Point localization data
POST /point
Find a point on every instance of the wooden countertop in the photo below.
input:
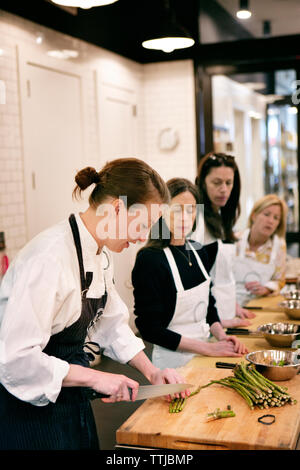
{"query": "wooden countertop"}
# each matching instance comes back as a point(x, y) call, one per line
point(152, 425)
* * *
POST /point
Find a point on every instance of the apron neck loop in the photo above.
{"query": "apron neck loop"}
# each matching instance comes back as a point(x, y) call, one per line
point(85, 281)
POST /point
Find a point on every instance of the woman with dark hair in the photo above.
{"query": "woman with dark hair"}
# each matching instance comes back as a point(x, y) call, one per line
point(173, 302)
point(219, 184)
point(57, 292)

§ **Your assignment**: Determine how many lines of the data contain "Find" and give nothing but that number.

§ **Written reply**: 3